--- Extracted information ---

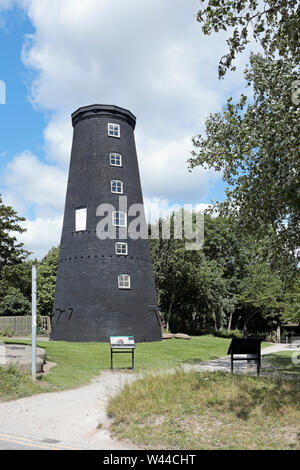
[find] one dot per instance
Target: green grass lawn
(201, 410)
(17, 384)
(281, 364)
(77, 363)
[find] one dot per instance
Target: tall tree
(46, 279)
(11, 252)
(256, 146)
(273, 23)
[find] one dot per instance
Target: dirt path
(66, 417)
(73, 416)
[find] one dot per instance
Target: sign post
(122, 344)
(33, 323)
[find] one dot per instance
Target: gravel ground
(73, 416)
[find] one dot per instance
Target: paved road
(12, 442)
(70, 419)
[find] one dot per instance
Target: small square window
(124, 281)
(80, 219)
(121, 248)
(116, 186)
(119, 219)
(113, 130)
(115, 159)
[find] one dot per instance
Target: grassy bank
(282, 364)
(195, 410)
(77, 363)
(16, 384)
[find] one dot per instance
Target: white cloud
(41, 235)
(148, 56)
(32, 183)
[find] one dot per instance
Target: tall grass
(192, 410)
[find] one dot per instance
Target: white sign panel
(122, 342)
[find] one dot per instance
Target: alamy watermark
(184, 224)
(2, 92)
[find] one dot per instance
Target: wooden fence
(21, 325)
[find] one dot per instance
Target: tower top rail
(102, 110)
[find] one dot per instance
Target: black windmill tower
(104, 287)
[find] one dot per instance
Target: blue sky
(150, 57)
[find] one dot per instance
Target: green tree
(273, 23)
(46, 279)
(14, 302)
(291, 311)
(18, 276)
(260, 293)
(190, 288)
(256, 146)
(11, 252)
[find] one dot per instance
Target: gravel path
(72, 416)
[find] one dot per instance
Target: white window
(113, 129)
(80, 219)
(115, 159)
(124, 281)
(119, 219)
(116, 186)
(121, 248)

---

= Exercise =
Your task is to copy the entries in full and exactly, without any images.

= Exercise response =
[find] one dot per instance
Target: green grass lawn
(201, 410)
(17, 384)
(281, 364)
(77, 363)
[find] one dot per instance
Target: tall tree
(46, 279)
(11, 252)
(256, 146)
(273, 23)
[find] one dot per instance
Target: dirt path
(66, 417)
(73, 416)
[find] one dot per instance
Target: sign post
(122, 344)
(33, 323)
[find] one dot per instance
Target: gravel ground
(73, 416)
[find] one dot per instance
Target: paved road
(12, 442)
(70, 419)
[find] one dot per instance
Target: small square window
(124, 281)
(80, 219)
(121, 248)
(116, 186)
(119, 219)
(113, 130)
(115, 159)
[find] one dot per instance
Target: grassy bank
(282, 364)
(195, 410)
(77, 363)
(16, 384)
[find] one dot per instance
Target: white cloud
(41, 235)
(148, 56)
(32, 183)
[find] one dot per instance
Target: tall grass
(192, 410)
[find] one dot per instance
Target: white sign panel
(122, 342)
[find] one dot per instance
Target: alamy watermark
(184, 224)
(2, 92)
[find] one dot per instance
Target: wooden fence
(21, 325)
[find] one dot per instance
Target: tower top rail
(102, 110)
[find] one dot per instance
Target: black windmill tower
(104, 287)
[find] one dot per instance
Target: blue sky
(150, 57)
[find] one dot per instance
Target: green tree
(273, 23)
(46, 279)
(14, 302)
(291, 311)
(18, 276)
(260, 293)
(190, 288)
(256, 146)
(11, 252)
[find] one dot per instance
Target: gravel path
(72, 416)
[find] one dot per instance
Target: white window
(113, 129)
(80, 219)
(115, 159)
(124, 281)
(119, 219)
(116, 186)
(121, 248)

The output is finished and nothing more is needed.